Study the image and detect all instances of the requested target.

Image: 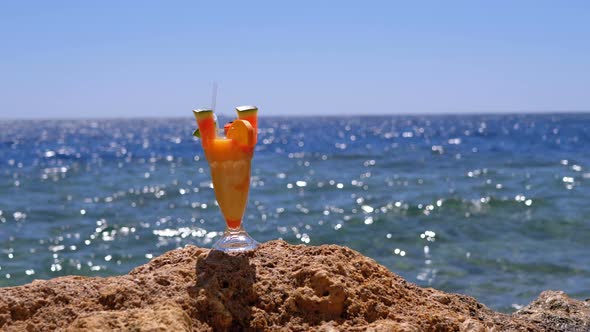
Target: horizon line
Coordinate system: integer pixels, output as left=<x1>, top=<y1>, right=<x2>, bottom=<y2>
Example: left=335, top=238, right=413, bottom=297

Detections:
left=0, top=110, right=590, bottom=122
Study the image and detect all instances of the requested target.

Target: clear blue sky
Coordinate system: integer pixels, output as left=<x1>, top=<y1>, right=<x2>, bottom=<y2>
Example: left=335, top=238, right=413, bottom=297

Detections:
left=0, top=0, right=590, bottom=119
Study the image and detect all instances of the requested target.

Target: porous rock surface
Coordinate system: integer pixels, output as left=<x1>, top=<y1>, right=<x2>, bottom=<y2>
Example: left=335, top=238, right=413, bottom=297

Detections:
left=0, top=241, right=590, bottom=332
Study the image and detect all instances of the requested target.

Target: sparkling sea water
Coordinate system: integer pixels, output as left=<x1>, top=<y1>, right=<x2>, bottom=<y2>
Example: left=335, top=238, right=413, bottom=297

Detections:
left=0, top=112, right=590, bottom=312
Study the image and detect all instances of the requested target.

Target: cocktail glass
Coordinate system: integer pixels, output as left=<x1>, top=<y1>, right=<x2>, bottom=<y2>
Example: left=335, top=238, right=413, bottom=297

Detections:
left=193, top=106, right=258, bottom=252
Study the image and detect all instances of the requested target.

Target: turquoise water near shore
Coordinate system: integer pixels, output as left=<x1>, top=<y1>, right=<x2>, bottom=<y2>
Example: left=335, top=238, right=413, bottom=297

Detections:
left=0, top=114, right=590, bottom=312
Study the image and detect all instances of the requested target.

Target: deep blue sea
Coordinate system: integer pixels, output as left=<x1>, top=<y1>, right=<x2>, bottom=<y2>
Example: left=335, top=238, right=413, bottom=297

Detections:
left=0, top=112, right=590, bottom=312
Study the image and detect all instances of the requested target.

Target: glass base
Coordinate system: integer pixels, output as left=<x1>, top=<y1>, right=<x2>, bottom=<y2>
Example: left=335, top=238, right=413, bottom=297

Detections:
left=213, top=227, right=259, bottom=253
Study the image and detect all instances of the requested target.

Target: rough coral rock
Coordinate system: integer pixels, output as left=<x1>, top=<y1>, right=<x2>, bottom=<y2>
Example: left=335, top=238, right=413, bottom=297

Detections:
left=0, top=241, right=589, bottom=331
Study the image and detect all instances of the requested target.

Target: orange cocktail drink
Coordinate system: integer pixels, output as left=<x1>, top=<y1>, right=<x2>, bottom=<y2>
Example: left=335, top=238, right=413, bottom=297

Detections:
left=193, top=106, right=258, bottom=251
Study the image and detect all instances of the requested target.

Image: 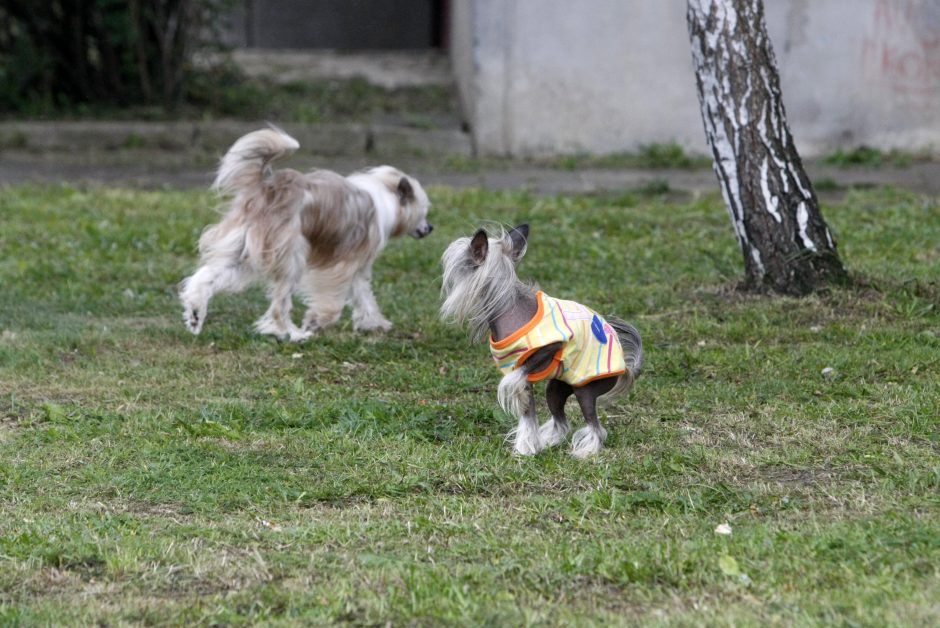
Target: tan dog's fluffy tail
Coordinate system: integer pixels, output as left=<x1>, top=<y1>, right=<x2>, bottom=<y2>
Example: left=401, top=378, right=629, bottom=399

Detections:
left=212, top=127, right=300, bottom=195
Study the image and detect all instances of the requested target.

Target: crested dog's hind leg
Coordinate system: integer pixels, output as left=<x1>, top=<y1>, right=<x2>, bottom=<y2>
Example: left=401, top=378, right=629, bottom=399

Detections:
left=571, top=377, right=617, bottom=458
left=539, top=379, right=574, bottom=447
left=497, top=369, right=542, bottom=456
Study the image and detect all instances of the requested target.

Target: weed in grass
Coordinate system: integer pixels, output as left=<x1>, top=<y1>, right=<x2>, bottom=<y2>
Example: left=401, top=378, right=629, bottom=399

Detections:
left=0, top=187, right=940, bottom=625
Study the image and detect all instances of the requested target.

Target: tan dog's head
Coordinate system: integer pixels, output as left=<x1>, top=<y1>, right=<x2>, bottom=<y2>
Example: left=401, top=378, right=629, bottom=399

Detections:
left=369, top=166, right=434, bottom=238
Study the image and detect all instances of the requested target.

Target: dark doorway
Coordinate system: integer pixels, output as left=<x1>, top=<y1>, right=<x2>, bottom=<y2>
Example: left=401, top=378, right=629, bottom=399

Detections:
left=231, top=0, right=446, bottom=50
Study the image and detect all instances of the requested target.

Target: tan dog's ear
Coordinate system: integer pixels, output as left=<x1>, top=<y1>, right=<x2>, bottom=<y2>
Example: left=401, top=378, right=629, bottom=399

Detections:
left=398, top=177, right=415, bottom=203
left=509, top=223, right=529, bottom=261
left=470, top=229, right=490, bottom=266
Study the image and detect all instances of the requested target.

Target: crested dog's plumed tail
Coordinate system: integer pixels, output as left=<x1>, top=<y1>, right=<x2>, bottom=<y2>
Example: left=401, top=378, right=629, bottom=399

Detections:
left=212, top=127, right=300, bottom=196
left=606, top=316, right=643, bottom=397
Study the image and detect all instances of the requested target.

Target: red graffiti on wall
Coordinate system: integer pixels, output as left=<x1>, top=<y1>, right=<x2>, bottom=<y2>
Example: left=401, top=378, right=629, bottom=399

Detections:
left=862, top=0, right=940, bottom=99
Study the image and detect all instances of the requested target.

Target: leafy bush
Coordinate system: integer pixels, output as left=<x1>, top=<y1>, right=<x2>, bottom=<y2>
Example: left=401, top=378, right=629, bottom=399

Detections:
left=0, top=0, right=231, bottom=114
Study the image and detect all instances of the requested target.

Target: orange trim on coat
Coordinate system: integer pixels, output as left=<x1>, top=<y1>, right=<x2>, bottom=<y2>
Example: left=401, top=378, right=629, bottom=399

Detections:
left=490, top=290, right=545, bottom=350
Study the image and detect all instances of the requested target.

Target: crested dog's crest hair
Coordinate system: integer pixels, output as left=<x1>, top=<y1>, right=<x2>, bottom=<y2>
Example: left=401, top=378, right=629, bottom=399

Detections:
left=441, top=227, right=525, bottom=340
left=180, top=128, right=432, bottom=341
left=440, top=225, right=643, bottom=457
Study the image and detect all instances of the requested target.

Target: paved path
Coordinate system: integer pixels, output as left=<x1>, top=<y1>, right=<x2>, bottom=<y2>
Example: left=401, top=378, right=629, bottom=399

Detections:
left=0, top=150, right=940, bottom=196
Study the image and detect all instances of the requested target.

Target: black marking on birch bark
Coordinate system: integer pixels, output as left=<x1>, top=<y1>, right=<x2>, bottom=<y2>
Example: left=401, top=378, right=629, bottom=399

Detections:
left=687, top=0, right=846, bottom=294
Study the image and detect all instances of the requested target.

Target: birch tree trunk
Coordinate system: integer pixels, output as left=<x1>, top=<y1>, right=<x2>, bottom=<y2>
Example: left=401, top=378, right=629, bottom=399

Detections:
left=688, top=0, right=847, bottom=295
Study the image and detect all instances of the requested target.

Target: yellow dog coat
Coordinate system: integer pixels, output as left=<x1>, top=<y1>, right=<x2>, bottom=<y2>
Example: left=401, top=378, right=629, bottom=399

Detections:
left=490, top=291, right=626, bottom=386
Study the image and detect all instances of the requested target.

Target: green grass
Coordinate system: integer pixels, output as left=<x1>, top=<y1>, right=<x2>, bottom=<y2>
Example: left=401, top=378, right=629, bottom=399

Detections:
left=7, top=71, right=459, bottom=127
left=822, top=146, right=932, bottom=168
left=444, top=143, right=712, bottom=173
left=0, top=187, right=940, bottom=626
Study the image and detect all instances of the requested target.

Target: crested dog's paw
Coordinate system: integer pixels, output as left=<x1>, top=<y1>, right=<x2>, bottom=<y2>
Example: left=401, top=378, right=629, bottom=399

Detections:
left=539, top=419, right=571, bottom=447
left=183, top=303, right=206, bottom=335
left=287, top=327, right=314, bottom=343
left=353, top=316, right=392, bottom=331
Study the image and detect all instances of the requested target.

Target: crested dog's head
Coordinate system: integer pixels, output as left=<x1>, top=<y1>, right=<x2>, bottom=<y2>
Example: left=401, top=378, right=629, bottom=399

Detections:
left=441, top=224, right=529, bottom=339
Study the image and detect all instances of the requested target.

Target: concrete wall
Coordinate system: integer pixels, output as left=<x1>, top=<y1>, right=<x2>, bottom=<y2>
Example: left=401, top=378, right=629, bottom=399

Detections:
left=451, top=0, right=940, bottom=155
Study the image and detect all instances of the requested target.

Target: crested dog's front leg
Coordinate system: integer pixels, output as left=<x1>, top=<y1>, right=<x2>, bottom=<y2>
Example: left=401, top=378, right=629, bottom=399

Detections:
left=497, top=369, right=543, bottom=456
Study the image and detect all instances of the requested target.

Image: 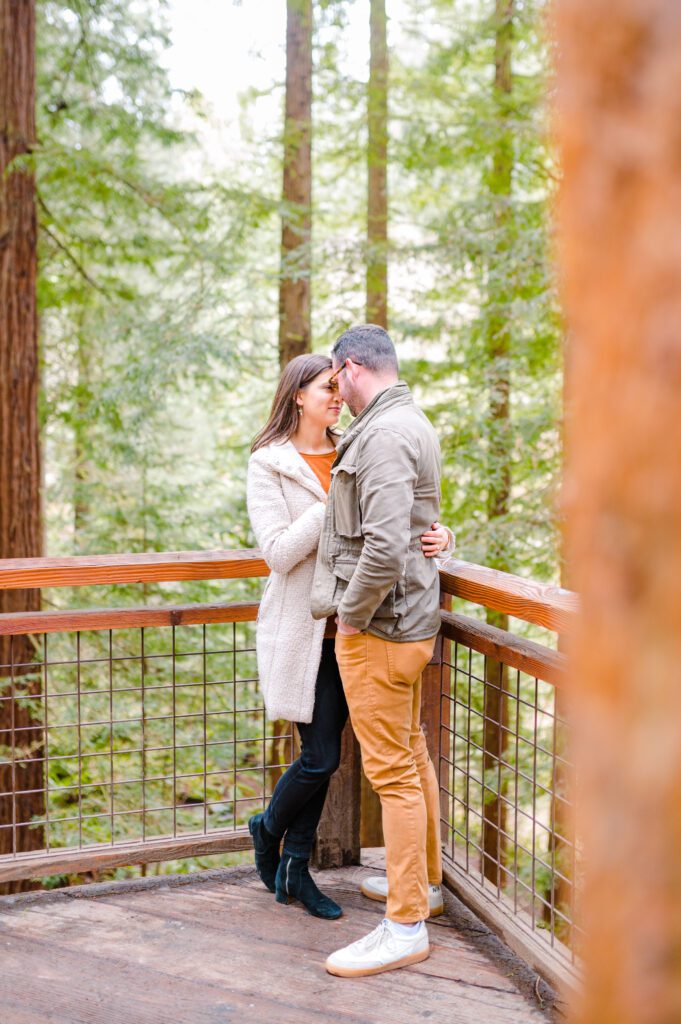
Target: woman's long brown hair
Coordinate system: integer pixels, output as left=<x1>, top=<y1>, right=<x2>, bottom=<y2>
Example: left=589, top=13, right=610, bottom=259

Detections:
left=251, top=353, right=338, bottom=452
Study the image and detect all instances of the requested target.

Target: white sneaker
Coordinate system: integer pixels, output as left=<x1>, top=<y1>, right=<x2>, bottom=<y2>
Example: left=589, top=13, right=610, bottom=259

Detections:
left=359, top=874, right=444, bottom=918
left=325, top=921, right=430, bottom=978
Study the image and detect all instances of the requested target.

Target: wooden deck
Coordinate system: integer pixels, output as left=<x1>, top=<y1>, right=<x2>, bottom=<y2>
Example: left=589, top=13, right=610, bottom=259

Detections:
left=0, top=851, right=553, bottom=1024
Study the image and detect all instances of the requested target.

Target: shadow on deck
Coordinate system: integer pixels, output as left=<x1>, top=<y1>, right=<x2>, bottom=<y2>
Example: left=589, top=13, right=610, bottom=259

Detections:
left=0, top=852, right=555, bottom=1024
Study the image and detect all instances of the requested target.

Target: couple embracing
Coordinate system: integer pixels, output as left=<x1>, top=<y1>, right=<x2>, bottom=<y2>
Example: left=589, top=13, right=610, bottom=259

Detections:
left=248, top=325, right=454, bottom=977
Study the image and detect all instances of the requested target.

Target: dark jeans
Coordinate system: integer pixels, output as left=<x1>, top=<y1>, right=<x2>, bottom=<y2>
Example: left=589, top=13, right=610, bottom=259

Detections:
left=263, top=640, right=347, bottom=859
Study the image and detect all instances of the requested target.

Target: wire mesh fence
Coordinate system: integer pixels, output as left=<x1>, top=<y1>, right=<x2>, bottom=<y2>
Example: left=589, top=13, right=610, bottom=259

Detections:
left=439, top=641, right=580, bottom=965
left=0, top=622, right=293, bottom=861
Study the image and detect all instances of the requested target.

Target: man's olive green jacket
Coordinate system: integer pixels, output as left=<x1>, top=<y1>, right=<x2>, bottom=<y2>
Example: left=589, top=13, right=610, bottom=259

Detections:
left=311, top=381, right=440, bottom=642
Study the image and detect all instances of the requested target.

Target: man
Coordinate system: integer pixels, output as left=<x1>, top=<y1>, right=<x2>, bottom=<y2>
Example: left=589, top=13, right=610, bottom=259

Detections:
left=311, top=324, right=442, bottom=977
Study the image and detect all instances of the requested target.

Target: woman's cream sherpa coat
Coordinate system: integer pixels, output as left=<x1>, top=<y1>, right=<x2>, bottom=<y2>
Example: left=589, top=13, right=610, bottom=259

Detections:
left=248, top=441, right=327, bottom=722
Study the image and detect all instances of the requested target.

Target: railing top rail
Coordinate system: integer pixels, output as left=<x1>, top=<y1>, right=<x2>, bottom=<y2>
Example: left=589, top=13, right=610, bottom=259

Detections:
left=0, top=549, right=578, bottom=633
left=0, top=602, right=259, bottom=637
left=440, top=558, right=579, bottom=633
left=0, top=549, right=269, bottom=590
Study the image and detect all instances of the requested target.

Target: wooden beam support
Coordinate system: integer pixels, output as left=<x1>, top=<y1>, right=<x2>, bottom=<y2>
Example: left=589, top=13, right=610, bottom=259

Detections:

● ● ● ●

Convert the material from its start through the line containing "left=0, top=0, right=590, bottom=119" into a Markdown table with the columns No. and Text, giving each nonblank line a numbered row and skipping blank lines. Leave the pictures out of the table.

| No. | Text |
|---|---|
| 1 | Study the image and detect all instances of the requested target. |
| 2 | Image:  |
| 3 | Target: horizon line |
| 4 | Coordinate system: integer pixels, output as left=<x1>, top=<y1>, right=<x2>, bottom=<y2> |
| 5 | Example: left=335, top=238, right=413, bottom=297 |
| 6 | Detections: |
| 7 | left=0, top=110, right=590, bottom=122 |
| 8 | Study the image and detect all instances of the requested target. |
| 9 | Target: clear blue sky |
| 10 | Coordinate system: integer pixels, output as left=<x1>, top=<y1>, right=<x2>, bottom=<y2> |
| 11 | Example: left=335, top=238, right=413, bottom=297 |
| 12 | Detections: |
| 13 | left=0, top=0, right=590, bottom=119 |